Set exercise
In the court security statement below, copy word for word the passage starting at "As we heard" and ending at "do not like.".

Page excerpt
This bill should have been enacted months ago with bipartisan
support. I want to thank the Democratic Leader, Senator Reid, the
Senate Judiciary Chairman, Senator Specter, and the Assistant
Democratic Leader, Senator Durbin, for their leadership and hard
work in finally passing the Court Security Improvement Act of 2006,
to increase protections for the dedicated women and men throughout
the Judiciary in this country.
I hope that House of Representatives
will take up and pass this measure. By so doing they can bring to
fruition before the end of this Congress our efforts to provide
increased security, an effort that gained new urgency after the
tragedy that befell Judge Joan Lefkow of Chicago. She is the
federal judge whose mother and husband were murdered in their home.
As we heard in her courageous testimony in May 2005 before the
Judiciary Committee, this tragedy provided a terrible reminder not
only of the vulnerable position of our judges and their families,
but of the critical importance of protecting judges both where they
work and where they and their families live. The shooting last
summer of a State judge in Nevada provided another terrible reminder
of the vulnerable position of our Nation’s state and federal
judges. We cannot tolerate or excuse or justify violence or the
threat of violence against judges.
It is most unfortunate that some in
this country have chosen to use dangerous and irresponsible rhetoric
when talking about judges, comparing judges to terrorists and
threatening judges with punishment for decisions they do not like.
This rhetoric can only foster unacceptable violence against judges
and it must stop, for the sake of our judges and the independence of
the judiciary. Judicial fairness and independence are essential if
we are to maintain our freedoms. Let no one say things that might
bring about further threats against our judges. We ought to be
protecting them physically and institutionally. Easy rhetorical pot
shots put judges in real danger.
The bill that passes today is a
consensus bipartisan bill. I hope it is a model for what we can
achieve with bipartisan cooperation in the 110th
Congress. Its core provisions, which previously passed the Senate
in June as part of the managers’ package of the “John Warner
National Defense Authorization Act for Fiscal Year 2007,” S. 2766,
come from S.1968, the streamlined Court Security Improvement Act of
2005 (“CSIA”), which Chairman Specter and I introduced last
November.
The bill responds to requests by the
federal judiciary for a greater voice in working with the United
States Marshals Service to determine their security needs. It
enacts new criminal penalties for the misuse of restricted personal
information to harm or threaten to harm federal judges, their
families or other individuals performing official duties. It enacts
criminal penalties for threatening federal judges and federal law
enforcement officials by the malicious filing of false liens, and
provides increased protections for witnesses. The bill also
contains provisions making available to states new resources to
improve security for state and local court systems as well as
providing additional protections for law enforcement officers. In
particular, I want to thank Chairman Specter for agreeing to include
in the bill an extension of life insurance benefits to bankruptcy,
magistrate and territorial judges.

Provided information
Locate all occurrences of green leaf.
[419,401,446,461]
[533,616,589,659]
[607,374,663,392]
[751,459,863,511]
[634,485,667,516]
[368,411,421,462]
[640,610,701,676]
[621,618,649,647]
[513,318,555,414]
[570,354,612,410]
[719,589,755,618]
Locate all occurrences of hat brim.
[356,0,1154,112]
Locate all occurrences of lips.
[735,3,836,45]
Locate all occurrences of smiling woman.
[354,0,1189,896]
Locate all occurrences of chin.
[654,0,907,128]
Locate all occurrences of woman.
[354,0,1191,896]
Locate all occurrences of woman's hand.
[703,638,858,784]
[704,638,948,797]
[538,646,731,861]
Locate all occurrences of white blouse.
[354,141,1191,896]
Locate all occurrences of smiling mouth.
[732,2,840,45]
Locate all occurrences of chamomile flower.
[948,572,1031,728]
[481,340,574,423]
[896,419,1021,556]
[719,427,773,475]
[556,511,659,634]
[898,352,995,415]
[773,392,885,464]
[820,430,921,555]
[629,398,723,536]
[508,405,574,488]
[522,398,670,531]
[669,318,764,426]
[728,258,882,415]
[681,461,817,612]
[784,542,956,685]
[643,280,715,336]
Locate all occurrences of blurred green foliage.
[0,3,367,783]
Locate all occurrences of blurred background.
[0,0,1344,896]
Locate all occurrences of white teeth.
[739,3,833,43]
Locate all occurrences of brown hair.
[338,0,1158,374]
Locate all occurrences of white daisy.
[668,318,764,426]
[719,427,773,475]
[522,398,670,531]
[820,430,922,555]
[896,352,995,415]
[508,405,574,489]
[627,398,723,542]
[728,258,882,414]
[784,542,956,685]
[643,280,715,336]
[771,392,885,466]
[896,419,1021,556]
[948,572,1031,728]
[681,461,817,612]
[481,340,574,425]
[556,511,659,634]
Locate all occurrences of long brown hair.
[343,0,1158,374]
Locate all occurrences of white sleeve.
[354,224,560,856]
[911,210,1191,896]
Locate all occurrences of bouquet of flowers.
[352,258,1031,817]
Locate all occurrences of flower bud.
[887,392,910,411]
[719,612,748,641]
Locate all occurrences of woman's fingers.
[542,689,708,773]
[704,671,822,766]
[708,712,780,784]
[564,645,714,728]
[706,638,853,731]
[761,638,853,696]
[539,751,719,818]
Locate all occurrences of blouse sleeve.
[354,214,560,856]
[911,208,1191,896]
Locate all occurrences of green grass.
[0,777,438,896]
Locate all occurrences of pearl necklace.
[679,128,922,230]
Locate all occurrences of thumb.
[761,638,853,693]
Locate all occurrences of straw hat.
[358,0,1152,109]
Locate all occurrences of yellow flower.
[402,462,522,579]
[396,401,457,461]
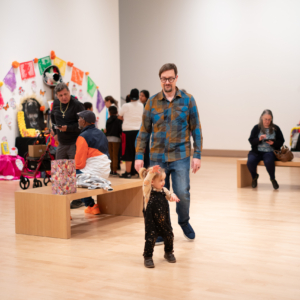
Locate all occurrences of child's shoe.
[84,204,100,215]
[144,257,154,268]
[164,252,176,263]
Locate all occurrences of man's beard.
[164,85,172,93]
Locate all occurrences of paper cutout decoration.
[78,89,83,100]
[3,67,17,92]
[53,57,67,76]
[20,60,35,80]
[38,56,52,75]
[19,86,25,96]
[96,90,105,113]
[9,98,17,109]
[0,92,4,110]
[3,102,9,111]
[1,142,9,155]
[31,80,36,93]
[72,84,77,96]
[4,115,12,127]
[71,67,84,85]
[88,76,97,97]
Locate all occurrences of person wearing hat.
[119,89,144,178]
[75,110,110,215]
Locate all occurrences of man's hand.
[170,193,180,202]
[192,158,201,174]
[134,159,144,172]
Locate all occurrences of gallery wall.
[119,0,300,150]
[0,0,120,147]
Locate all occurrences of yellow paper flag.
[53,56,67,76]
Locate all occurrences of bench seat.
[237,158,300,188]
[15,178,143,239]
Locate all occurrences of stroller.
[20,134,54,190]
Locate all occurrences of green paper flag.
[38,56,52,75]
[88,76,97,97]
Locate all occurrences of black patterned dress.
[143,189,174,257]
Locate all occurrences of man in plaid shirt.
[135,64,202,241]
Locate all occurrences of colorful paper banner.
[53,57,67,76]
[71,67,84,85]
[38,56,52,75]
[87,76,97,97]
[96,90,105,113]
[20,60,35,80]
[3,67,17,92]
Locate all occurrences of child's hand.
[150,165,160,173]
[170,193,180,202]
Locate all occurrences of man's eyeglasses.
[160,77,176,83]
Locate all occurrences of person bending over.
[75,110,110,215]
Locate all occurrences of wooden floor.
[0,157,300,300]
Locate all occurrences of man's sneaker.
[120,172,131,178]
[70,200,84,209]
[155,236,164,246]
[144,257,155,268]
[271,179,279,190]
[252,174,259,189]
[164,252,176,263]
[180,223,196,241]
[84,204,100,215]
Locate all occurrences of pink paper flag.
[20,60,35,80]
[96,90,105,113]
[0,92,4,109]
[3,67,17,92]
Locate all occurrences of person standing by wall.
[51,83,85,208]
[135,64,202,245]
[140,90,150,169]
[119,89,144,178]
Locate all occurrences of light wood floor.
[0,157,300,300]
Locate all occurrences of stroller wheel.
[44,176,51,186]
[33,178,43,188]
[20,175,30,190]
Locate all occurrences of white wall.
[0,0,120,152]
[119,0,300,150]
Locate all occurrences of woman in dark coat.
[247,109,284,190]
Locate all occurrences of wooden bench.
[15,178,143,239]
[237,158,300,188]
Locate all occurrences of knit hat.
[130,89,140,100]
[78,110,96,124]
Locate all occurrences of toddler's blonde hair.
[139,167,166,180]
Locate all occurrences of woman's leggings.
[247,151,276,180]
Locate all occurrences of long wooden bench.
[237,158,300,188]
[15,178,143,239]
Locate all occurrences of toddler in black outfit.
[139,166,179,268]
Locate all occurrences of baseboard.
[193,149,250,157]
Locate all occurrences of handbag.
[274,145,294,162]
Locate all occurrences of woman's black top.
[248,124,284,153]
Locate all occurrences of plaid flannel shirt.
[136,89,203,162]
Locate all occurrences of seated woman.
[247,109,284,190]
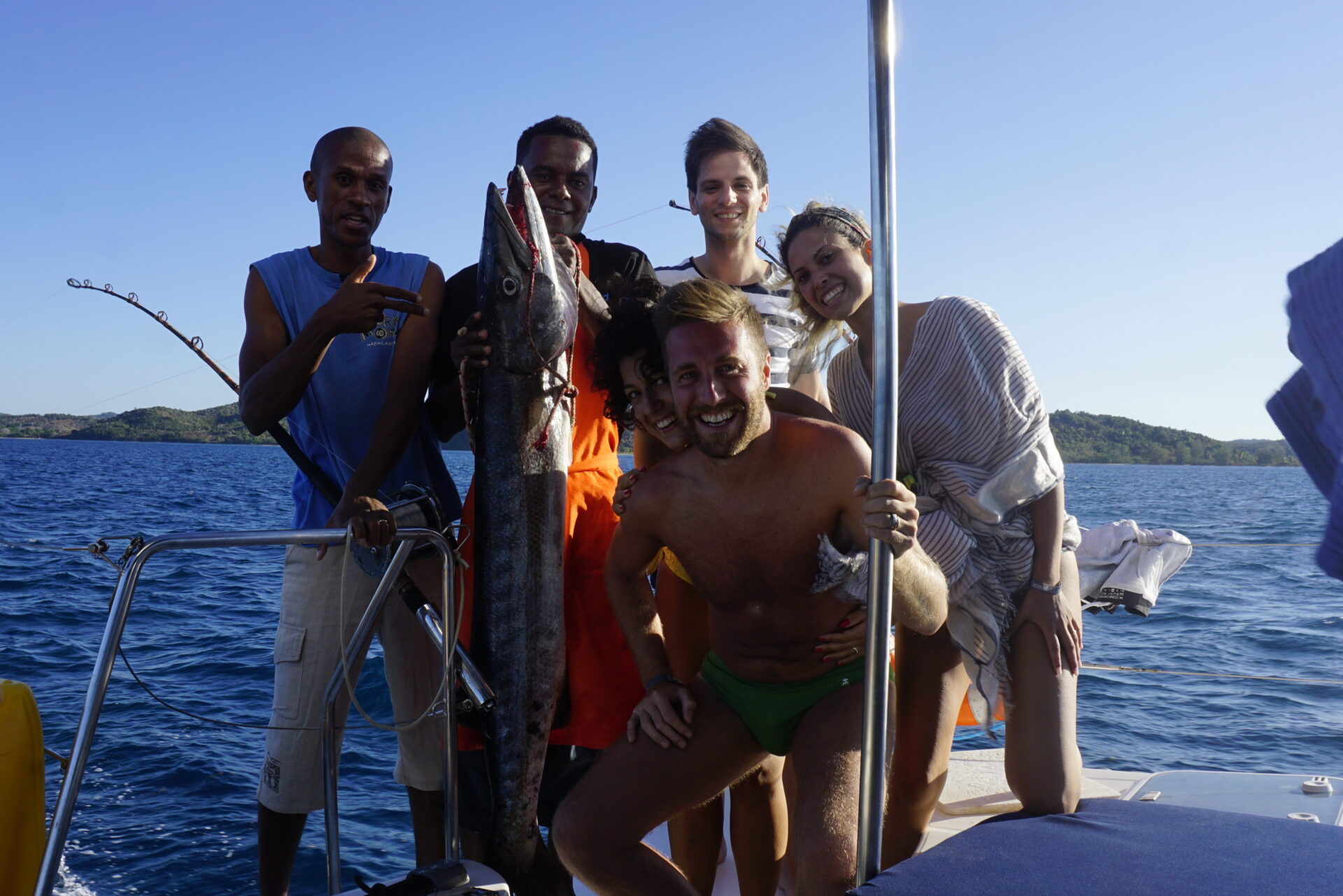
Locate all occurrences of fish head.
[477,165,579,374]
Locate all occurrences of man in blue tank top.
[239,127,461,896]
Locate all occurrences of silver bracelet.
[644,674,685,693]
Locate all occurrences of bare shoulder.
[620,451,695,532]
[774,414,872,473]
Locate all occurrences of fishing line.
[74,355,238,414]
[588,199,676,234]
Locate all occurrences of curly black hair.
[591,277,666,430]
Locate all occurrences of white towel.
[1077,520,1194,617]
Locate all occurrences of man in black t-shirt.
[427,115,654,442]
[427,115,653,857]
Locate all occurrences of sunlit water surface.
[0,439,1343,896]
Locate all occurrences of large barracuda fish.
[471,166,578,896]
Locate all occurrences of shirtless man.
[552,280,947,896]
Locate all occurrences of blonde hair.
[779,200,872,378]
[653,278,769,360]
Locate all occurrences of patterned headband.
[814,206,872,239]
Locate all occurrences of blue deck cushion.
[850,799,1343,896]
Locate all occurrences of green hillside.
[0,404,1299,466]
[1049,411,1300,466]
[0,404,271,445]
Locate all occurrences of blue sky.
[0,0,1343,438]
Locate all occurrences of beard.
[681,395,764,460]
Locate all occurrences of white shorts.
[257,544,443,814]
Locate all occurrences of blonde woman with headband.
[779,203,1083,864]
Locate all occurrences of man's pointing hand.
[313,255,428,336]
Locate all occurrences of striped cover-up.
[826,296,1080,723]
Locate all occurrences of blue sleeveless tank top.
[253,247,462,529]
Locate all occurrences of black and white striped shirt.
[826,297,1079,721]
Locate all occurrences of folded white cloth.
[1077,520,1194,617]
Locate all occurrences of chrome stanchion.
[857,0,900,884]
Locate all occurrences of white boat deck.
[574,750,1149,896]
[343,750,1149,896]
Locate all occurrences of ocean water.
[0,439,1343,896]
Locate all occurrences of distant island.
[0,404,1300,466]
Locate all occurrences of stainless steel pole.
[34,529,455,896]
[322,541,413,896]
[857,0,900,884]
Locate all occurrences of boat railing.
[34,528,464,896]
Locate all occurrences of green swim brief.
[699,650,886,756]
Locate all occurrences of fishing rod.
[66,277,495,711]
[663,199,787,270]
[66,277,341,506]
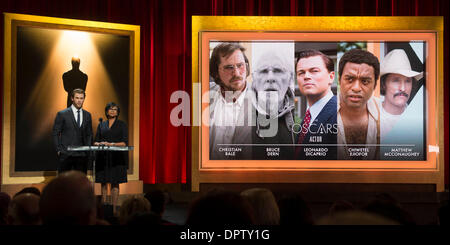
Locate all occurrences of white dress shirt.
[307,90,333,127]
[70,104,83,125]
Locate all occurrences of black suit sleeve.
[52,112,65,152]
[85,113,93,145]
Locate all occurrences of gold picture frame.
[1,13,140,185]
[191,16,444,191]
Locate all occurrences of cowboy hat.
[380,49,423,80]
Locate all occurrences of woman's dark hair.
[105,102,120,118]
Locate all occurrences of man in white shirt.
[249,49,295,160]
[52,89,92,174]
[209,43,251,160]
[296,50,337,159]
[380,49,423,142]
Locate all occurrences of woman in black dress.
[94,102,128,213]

...

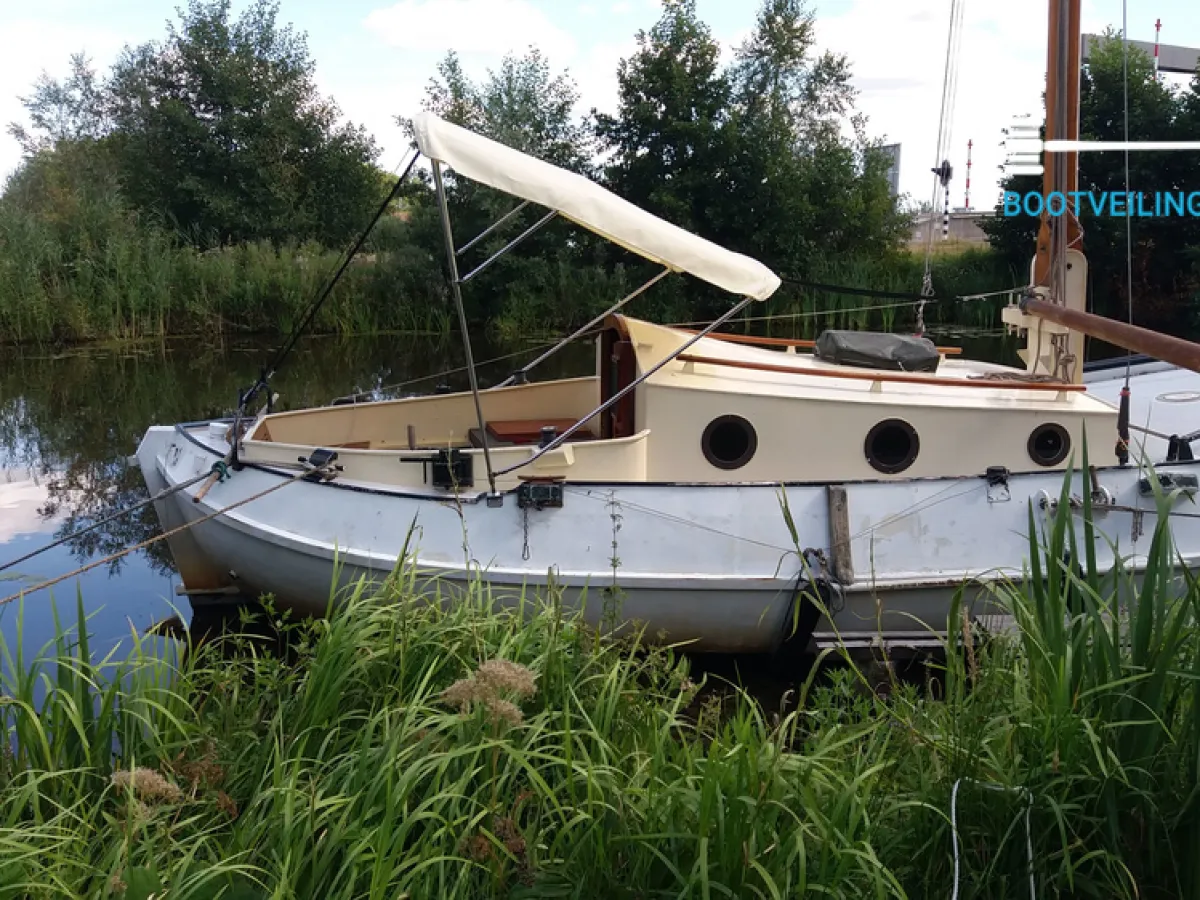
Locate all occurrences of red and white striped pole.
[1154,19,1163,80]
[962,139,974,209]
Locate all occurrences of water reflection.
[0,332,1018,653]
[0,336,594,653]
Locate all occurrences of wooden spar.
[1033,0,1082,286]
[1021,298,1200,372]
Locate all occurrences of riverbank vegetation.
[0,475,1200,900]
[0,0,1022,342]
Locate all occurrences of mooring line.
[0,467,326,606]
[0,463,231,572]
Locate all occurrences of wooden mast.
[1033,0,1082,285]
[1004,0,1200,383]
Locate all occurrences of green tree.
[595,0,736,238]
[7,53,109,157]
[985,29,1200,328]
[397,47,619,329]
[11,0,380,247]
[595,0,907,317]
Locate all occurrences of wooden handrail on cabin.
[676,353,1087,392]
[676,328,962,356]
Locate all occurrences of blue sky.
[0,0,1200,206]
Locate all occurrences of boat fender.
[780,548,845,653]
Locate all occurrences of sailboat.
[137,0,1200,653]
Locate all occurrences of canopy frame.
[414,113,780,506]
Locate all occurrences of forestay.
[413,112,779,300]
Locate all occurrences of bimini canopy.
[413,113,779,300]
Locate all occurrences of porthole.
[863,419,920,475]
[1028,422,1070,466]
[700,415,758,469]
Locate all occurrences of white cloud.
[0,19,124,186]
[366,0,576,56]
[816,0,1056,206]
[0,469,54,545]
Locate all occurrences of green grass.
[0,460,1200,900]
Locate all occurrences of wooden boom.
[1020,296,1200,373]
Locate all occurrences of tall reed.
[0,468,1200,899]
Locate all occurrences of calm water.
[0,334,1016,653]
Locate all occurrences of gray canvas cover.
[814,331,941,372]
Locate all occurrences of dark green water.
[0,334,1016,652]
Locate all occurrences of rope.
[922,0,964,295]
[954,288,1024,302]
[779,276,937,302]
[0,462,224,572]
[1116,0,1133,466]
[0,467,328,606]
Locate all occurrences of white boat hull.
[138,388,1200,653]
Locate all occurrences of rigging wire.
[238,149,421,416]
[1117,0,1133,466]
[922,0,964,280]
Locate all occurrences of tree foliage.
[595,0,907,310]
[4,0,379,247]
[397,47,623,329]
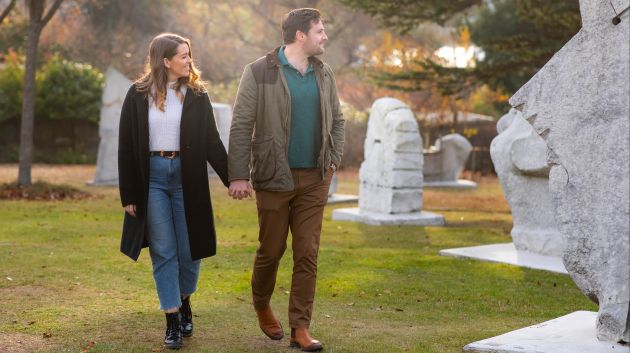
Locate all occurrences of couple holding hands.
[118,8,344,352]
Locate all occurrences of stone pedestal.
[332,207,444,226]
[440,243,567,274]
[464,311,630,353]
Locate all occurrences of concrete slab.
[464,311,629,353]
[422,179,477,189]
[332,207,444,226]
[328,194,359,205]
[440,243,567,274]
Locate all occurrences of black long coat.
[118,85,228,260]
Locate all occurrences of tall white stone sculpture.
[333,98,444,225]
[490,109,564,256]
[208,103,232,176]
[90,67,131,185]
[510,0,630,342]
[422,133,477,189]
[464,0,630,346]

Result of the task
As we heard in her courageous testimony in May 2005 before the
Judiciary Committee, this tragedy provided a terrible reminder not
only of the vulnerable position of our judges and their families,
but of the critical importance of protecting judges both where they
work and where they and their families live. The shooting last
summer of a State judge in Nevada provided another terrible reminder
of the vulnerable position of our Nation’s state and federal
judges. We cannot tolerate or excuse or justify violence or the
threat of violence against judges.
It is most unfortunate that some in
this country have chosen to use dangerous and irresponsible rhetoric
when talking about judges, comparing judges to terrorists and
threatening judges with punishment for decisions they do not like.